* _Excerpted text_:
□ □ □

Practical Biodiversity: Keeping Oat on Farms by Helping Farmers Enhance Disease Resistance

Project Overview

LNC05-259
Project Type: Research and Education
Funds awarded in 2005: $111,548.00
Projected End Date: 12/31/2009
Region: North Central
State: Iowa
Project Coordinator:

Annual Reports

Commodities

  • Agronomic: oats

Practices

  • Crop Production: intercropping, application rate management
  • Education and Training: demonstration, display, extension, farmer to farmer, networking, on-farm/ranch research, participatory research
  • Natural Resources/Environment: biodiversity
  • Pest Management: cultural control, genetic resistance, integrated pest management, physical control, prevention
  • Production Systems: general crop production

    Proposal abstract:

    Oat is important to many diversified farms as nurse crop, conservation crop, and high-fiber feed for young livestock. Crown rust of oat (Puccinia coronata) makes this crop less reliable and profitable, contributing to the loss of sustainable crop rotations. Experience in recent decades has shown that the pathogen can quickly overcome resistance in varieties that rely on single resistance genes. Increasing oat diversity by planting variety mixtures rather than single varieties can reduce disease severity and delay the evolution of pathogen virulence in much the same way natural ecosystems buffer disease. Variety mixtures would have high agronomic performance, contain both polygenic and monogenic diversity, and be relatively easy for breeders to develop. However, farmers and scientists lack the information to produce mixtures from current varieties. We will determine the rust resistance profiles of 15 Midwestern oat varieties, assemble mixtures, and evaluate their performance in the real world of working diversified farms. Outreach will include field days and workshops in cooperation with farmer groups, and publications for farm and scientific audiences. As a result, farmers and seed houses will be able to make variety mixtures that improve yield and grain quality. The consequent improvement in oat economics may allow it to take a larger role in the region, with important benefits to the landscape. In addition, the oat/crown rust pathosystem shares important characteristics with the soybean/Asian soybean rust (Phakopsora pachyrhizi) pathosystem. We will assess principles and technology transfer cost-effectively in the small, cohesive oat community, while developing a model for scientists working on other pathosystems. An ongoing evaluation plan, including surveys, farmer feedback, and analysis of seed sales records and scientific conference proceedings, will monitor the achievement of these outcomes.

    Project objectives from proposal:

    The project will inform both the farmer community and the scientific community in the short term. In the intermediate and longer term, the project has the potential to affect the landscape of the Upper Midwest, the way that producers manage rust in oat (Avena sativa L.) and in other crops, and the paradigms of scientists developing strategies to counter these diseases.

    In the short term, this project will 1) determine the extent to which variety mixtures can control oat crown rust, caused by Puccinia coronata Corda, and increase the profitability and stability of the crop; 2) provide the data on the disease resistance specificities of Upper Midwest oat varieties that farmers will need for variety selection; and 3) increase farmer content knowledge and foster communication to and among producers on the value and use of this information.

    In the intermediate term, project outreach will 1) provide farmers and seed houses procedural knowledge of how to increase and stabilize oat yield and quality by combining complementary commercial varieties; 2) increase discussion among oat breeders on how to develop varieties with diverse disease resistance specificities; and 3) by improving oat profits, increase the diversity of Upper Midwest cropping systems, enabling longer, environmentally healthier, and more profitable rotations.

    In the long term, this project will 1) contribute to highlighting the value and increasing the adoption of within-crop genetic diversity in sustainable farming systems by showing its effectiveness in oat and 2) encourage research on within-crop diversity approaches in other crop/ pest systems.

    Any opinions, findings, conclusions, or recommendations expressed in this publication are those of the author(s) and do not necessarily reflect the view of the U.S. Department of Agriculture or SARE.

□ □ □

* _Entries supplied_:
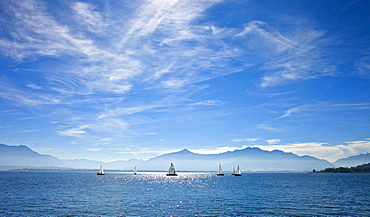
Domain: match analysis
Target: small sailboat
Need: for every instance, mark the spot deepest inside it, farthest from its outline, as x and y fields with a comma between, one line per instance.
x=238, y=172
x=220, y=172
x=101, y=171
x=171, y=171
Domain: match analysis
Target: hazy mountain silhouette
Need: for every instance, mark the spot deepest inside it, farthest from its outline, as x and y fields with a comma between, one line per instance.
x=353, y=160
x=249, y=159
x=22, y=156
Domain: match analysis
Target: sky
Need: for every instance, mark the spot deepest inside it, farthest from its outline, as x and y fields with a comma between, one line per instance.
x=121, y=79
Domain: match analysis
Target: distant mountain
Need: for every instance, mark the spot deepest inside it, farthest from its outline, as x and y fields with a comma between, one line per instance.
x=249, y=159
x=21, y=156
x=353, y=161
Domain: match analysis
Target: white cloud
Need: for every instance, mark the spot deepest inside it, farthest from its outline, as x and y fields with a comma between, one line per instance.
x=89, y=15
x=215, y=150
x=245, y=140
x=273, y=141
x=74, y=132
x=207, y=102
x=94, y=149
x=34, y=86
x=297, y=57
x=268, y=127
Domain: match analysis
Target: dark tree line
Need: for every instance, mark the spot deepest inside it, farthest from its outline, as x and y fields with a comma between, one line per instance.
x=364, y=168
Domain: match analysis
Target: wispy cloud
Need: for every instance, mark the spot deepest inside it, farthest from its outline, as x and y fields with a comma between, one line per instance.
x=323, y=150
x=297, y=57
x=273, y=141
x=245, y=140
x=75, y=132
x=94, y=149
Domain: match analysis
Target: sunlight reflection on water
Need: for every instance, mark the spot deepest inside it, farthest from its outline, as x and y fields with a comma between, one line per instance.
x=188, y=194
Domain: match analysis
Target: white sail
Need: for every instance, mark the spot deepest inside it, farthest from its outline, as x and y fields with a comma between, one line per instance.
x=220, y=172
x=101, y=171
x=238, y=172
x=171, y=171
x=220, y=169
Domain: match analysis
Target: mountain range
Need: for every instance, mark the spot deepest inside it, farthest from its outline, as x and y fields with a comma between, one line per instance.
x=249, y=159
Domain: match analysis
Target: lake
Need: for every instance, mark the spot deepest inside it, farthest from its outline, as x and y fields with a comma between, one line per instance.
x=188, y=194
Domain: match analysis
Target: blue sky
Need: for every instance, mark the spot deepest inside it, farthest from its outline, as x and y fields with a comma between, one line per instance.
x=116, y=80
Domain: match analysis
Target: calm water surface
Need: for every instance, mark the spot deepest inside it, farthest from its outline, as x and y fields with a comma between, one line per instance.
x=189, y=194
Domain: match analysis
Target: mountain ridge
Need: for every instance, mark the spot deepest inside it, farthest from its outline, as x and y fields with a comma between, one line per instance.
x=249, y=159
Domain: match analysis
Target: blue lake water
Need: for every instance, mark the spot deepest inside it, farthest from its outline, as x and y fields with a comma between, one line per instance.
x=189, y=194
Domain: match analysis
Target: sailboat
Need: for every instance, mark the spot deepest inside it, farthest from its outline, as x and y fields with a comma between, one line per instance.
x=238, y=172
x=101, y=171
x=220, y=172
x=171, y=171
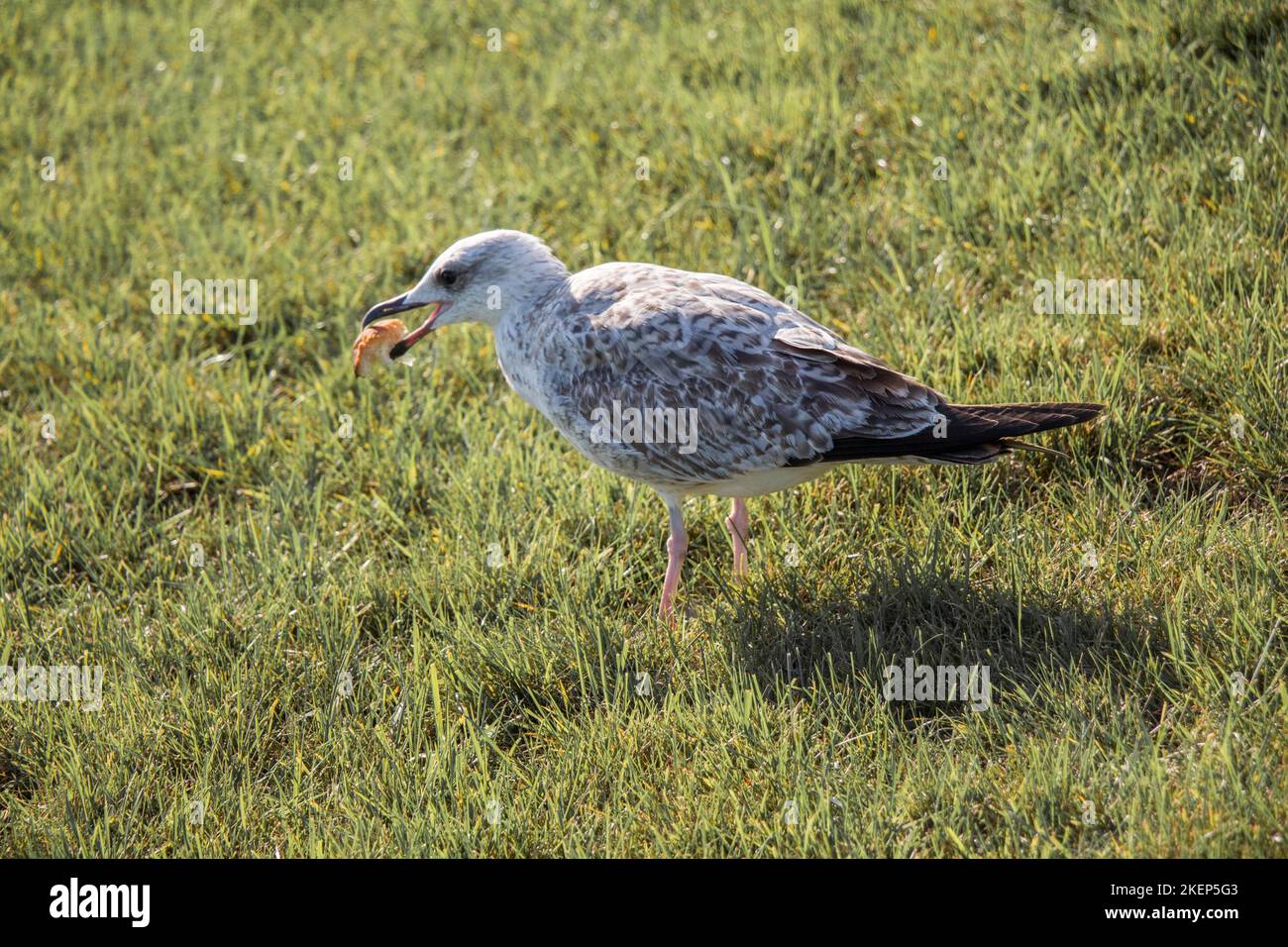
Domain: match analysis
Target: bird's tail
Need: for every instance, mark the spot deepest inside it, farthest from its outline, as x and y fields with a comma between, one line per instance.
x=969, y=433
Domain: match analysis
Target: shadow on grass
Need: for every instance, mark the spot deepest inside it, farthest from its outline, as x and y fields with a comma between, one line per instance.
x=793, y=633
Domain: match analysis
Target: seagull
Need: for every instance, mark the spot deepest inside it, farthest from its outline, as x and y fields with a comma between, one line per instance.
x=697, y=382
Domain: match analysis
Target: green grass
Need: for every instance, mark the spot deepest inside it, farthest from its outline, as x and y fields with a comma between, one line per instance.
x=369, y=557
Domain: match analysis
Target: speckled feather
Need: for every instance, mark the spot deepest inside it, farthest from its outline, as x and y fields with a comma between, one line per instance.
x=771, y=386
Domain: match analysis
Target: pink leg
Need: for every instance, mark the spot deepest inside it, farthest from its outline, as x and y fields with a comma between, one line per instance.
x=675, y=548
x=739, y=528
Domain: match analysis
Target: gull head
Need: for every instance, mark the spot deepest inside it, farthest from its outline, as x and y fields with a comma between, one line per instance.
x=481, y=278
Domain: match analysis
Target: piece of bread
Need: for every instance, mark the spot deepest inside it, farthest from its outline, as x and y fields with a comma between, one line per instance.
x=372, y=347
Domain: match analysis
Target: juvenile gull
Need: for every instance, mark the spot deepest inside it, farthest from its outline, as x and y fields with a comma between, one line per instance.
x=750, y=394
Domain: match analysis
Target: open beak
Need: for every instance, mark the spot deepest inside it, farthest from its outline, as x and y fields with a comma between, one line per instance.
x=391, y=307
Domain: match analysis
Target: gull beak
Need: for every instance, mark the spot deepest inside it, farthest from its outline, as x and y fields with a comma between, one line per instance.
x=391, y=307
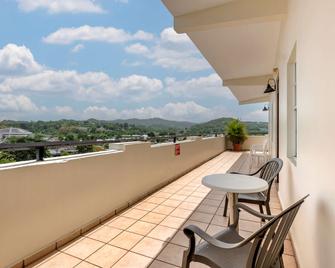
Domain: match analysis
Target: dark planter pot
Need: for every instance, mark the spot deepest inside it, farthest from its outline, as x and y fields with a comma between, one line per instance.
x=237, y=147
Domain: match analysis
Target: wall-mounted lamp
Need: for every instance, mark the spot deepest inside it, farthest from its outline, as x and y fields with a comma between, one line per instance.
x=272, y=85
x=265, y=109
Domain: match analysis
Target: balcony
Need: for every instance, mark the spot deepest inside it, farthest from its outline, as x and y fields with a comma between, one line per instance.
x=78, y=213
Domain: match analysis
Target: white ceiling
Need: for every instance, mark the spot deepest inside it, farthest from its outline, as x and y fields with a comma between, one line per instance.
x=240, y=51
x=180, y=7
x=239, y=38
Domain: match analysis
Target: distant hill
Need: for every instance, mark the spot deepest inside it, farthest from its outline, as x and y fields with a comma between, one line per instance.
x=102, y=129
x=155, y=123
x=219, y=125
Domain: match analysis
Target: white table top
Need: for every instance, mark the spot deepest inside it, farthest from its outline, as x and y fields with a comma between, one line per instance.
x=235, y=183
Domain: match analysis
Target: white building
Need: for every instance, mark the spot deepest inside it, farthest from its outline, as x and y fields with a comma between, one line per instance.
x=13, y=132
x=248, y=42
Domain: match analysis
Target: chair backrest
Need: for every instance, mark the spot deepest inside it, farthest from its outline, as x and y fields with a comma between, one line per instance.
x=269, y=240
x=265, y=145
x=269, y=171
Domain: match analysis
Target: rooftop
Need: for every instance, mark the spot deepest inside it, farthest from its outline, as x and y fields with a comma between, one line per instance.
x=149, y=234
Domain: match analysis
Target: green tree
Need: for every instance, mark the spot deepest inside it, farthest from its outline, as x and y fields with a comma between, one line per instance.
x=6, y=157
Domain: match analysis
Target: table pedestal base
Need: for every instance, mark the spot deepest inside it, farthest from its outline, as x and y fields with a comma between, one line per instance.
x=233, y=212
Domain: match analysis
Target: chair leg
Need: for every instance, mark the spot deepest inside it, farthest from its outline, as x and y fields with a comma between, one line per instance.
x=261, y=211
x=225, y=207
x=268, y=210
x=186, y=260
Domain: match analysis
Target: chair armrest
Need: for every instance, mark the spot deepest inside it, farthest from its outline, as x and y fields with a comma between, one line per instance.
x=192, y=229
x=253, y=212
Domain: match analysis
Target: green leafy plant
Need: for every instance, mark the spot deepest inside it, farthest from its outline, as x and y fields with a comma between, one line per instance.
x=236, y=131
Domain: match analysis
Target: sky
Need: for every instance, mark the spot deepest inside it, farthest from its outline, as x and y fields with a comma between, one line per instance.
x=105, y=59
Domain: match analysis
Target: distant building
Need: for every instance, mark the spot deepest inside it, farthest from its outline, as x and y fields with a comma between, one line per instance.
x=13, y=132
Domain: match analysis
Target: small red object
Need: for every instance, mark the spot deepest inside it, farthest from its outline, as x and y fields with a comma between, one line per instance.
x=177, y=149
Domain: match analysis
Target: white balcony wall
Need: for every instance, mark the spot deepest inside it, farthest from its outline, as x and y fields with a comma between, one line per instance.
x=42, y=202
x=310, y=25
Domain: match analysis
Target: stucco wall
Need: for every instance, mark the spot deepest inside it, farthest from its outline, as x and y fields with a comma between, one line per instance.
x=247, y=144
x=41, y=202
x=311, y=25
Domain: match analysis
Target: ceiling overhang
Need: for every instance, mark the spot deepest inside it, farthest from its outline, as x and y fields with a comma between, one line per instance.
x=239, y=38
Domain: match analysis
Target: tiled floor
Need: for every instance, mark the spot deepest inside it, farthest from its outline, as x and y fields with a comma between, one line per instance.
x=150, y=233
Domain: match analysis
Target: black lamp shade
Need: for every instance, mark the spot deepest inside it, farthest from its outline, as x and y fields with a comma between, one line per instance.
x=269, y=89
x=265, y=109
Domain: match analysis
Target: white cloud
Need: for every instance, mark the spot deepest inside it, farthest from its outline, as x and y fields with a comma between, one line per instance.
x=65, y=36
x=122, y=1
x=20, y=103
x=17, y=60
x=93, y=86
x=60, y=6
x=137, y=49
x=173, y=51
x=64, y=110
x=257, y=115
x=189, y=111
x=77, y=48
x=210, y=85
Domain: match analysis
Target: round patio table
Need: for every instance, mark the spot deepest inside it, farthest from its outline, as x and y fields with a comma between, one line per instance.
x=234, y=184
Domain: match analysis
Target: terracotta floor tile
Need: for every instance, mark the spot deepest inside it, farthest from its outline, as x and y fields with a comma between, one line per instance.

□ □ □

* _Exercise requirements_:
a) Reproduce the oat crown rust project description from "In the short term, this" up to and including "of this information.".
b) According to the oat crown rust project description, how many Midwestern oat varieties will have their rust resistance profiles determined?
The data come from a different source than the text.

* _Answers per task_:
a)
In the short term, this project will 1) determine the extent to which variety mixtures can control oat crown rust, caused by Puccinia coronata Corda, and increase the profitability and stability of the crop; 2) provide the data on the disease resistance specificities of Upper Midwest oat varieties that farmers will need for variety selection; and 3) increase farmer content knowledge and foster communication to and among producers on the value and use of this information.

b) Fifteen.